## Metin Bölümü
------------------------------------------------------------------------

Endonezyalı bazı arkadaşlarla sohbette de
dile getirdiğim üzere burada bir hususu değinmek istiyorum. Endonezya’nın
klasik modernleşmeci kalkınma hamlelerine değil, temelde sürdürülebilir
politikalara ihtiyacı var. Dikkat edin, yukarıda dikkat çektiğim ‘yolsuzluk
ekonomisinin’ varlığını sürdürmesindeki faktörlerden biri sürdürülebilir
politikaların olmamasıdır. Bunu söylerken, yolsuzluk ekonomisinin aktörlerinin
bu süreci baltalamaya yönelik aktif veya aktif olmayan yönlendirmelerinin de
payını unutmamak gerekir. Dolayısıyla bugün Endonezya’nın dört bir köşesinde yer
altı ve üstü potansiyeliyle dikkat çeken bölgelerinde kalkınma hamlelerinin
yerel halkın sosyo-ekonomik refahına yönelik yapılanmalarla ortaya konması
gerekiyor.
Burada belki şu örneği vermekte fayda var.
Endonezya ekonomik gelişmişlik skalasında kırsal toplum hüviyeti taşıyabilir. Ancak
bu kırsallık olgusu bu topraklarda yaşayan insanların imkânsızlıklar içinde
yüzdükleri anlamına gelmiyor. Aksine, daha çok, ellerindeki imkânların ya bilinçli
olarak kötüye kullanılması veya sağlıklı ve sürdürülebilir planlamalara tabi
olmamasıyla açıklanabilir bir durumla karşı karşıyayız. İş bulmak umuduyla köyünden
kasabasından başkent Cakarta’ya göç eden insanlara kendi memleketlerinde
sağlanacak imkânlarla ekonomik anlamda sürdürülebilir bir yaşama
kavuşturulabilirler.
Bu noktada kısaca şehirleşme olgusuna da
değinmekte fayda var. Bizzat bakan tarafından açıklanan yeni kalkınma bölgeleri
oluşturulurken, hiç kuşku yok ki işin içine şehircilik de girecektir. Ancak burada
dikkatli olunması gerekir ve tipik klasik modernleşmeci kalkınma süreçlerindeki
gibi birey ve toplumu kendine ve geleneğine yabancılaştırıcı politika ve
uygulamalara meydan verilmemelidir.

------------------------------------------------------------------------

Kaynak veriler
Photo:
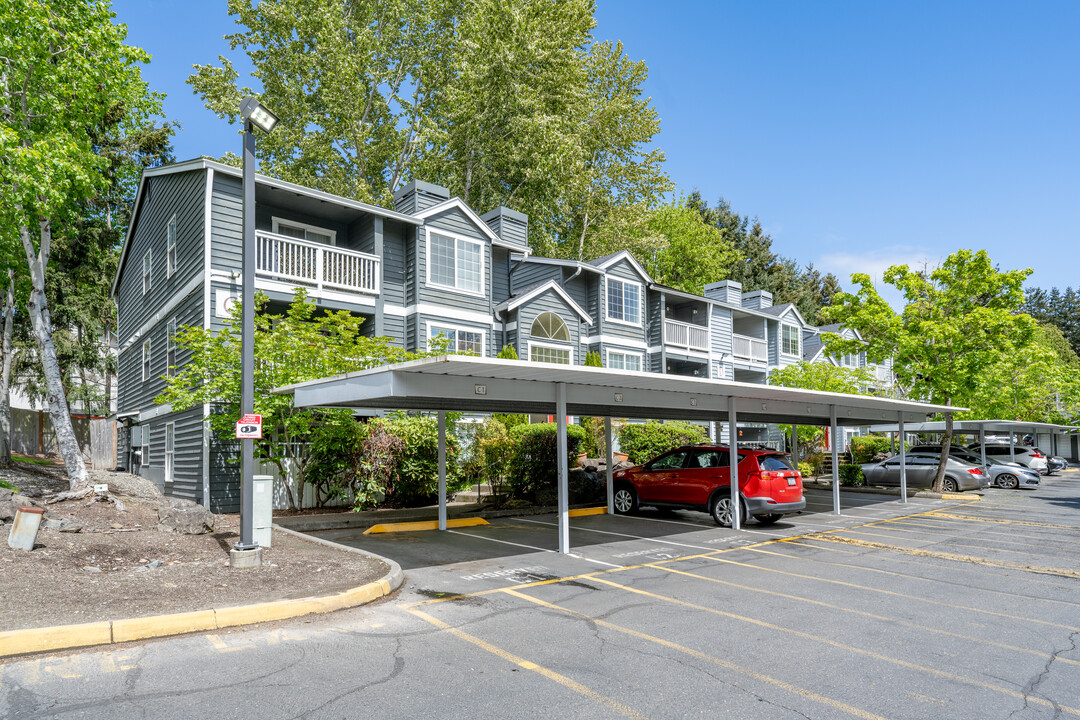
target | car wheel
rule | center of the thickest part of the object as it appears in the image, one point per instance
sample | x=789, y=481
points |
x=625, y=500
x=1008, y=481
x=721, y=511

------------------------------------------------------------------------

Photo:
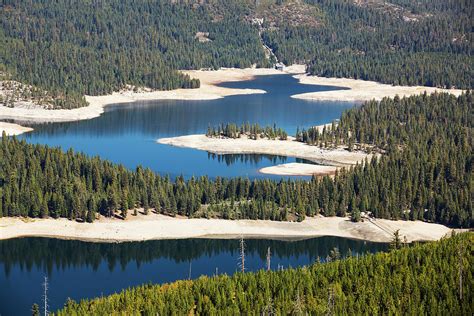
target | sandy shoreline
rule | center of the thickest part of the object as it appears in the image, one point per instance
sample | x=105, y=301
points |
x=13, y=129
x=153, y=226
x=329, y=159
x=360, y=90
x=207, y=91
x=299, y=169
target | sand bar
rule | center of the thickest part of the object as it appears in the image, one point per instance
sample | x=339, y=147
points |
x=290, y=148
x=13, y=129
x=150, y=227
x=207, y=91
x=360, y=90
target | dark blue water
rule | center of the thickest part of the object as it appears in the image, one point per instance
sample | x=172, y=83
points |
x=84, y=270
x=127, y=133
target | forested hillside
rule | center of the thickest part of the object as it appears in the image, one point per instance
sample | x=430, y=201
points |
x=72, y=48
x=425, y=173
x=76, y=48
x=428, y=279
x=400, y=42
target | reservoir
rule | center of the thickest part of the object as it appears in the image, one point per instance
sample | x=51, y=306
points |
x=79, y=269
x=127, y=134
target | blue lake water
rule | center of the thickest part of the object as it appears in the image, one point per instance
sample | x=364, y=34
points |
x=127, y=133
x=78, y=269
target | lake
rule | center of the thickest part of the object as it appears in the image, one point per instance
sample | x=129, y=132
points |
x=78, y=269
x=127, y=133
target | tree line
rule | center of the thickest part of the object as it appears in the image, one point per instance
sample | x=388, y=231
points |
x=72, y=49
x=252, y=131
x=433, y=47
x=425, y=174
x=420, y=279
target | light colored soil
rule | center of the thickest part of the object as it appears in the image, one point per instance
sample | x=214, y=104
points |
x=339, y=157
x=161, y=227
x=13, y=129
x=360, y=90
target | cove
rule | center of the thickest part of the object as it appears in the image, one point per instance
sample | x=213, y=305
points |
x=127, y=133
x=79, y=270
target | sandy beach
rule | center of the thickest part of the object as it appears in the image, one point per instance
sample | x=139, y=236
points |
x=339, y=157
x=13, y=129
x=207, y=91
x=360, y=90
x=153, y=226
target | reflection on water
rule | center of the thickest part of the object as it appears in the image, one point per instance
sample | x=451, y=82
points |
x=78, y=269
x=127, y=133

------------------------------------------------------------------------

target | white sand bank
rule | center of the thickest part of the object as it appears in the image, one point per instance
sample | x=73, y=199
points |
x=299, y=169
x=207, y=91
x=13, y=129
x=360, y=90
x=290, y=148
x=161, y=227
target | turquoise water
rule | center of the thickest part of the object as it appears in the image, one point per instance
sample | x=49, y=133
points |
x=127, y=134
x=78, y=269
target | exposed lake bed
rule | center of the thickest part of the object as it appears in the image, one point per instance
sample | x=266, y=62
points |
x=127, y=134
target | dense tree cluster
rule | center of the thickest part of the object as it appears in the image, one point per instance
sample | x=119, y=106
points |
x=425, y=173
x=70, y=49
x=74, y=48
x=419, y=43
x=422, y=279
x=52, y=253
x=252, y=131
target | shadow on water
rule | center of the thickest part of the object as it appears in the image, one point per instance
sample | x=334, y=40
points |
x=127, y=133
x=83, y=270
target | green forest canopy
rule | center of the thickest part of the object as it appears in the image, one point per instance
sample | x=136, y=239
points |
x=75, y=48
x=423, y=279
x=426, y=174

------------------------------------------------------------------------

## Yapılacak İşlemler
[1] Endonezya’nın kalkınmasını ele alan metinde "sürdürülebilir" kelimesinin geçtiği bütün cümleleri metindeki sırasıyla yazın.
[2] Endonezya’nın kalkınmasını ele alan metinde "Bu noktada kısaca" sözleriyle başlayıp "uygulamalara meydan verilmemelidir." sözleriyle biten bölümü hiç değiştirmeden aktarın.
Materyalin bu çalışmada hiçbir işlevi yoktur.

## Yanıtlar
[1]
1. Endonezya’nın klasik modernleşmeci kalkınma hamlelerine değil, temelde sürdürülebilir politikalara ihtiyacı var.
2. Dikkat edin, yukarıda dikkat çektiğim ‘yolsuzluk ekonomisinin’ varlığını sürdürmesindeki faktörlerden biri sürdürülebilir politikaların olmamasıdır.
3. Aksine, daha çok, ellerindeki imkânların ya bilinçli olarak kötüye kullanılması veya sağlıklı ve sürdürülebilir planlamalara tabi olmamasıyla açıklanabilir bir durumla karşı karşıyayız.
4. İş bulmak umuduyla köyünden kasabasından başkent Cakarta’ya göç eden insanlara kendi memleketlerinde sağlanacak imkânlarla ekonomik anlamda sürdürülebilir bir yaşama kavuşturulabilirler.

[2]
Bu noktada kısaca şehirleşme olgusuna da
değinmekte fayda var. Bizzat bakan tarafından açıklanan yeni kalkınma bölgeleri
oluşturulurken, hiç kuşku yok ki işin içine şehircilik de girecektir. Ancak burada
dikkatli olunması gerekir ve tipik klasik modernleşmeci kalkınma süreçlerindeki
gibi birey ve toplumu kendine ve geleneğine yabancılaştırıcı politika ve
uygulamalara meydan verilmemelidir.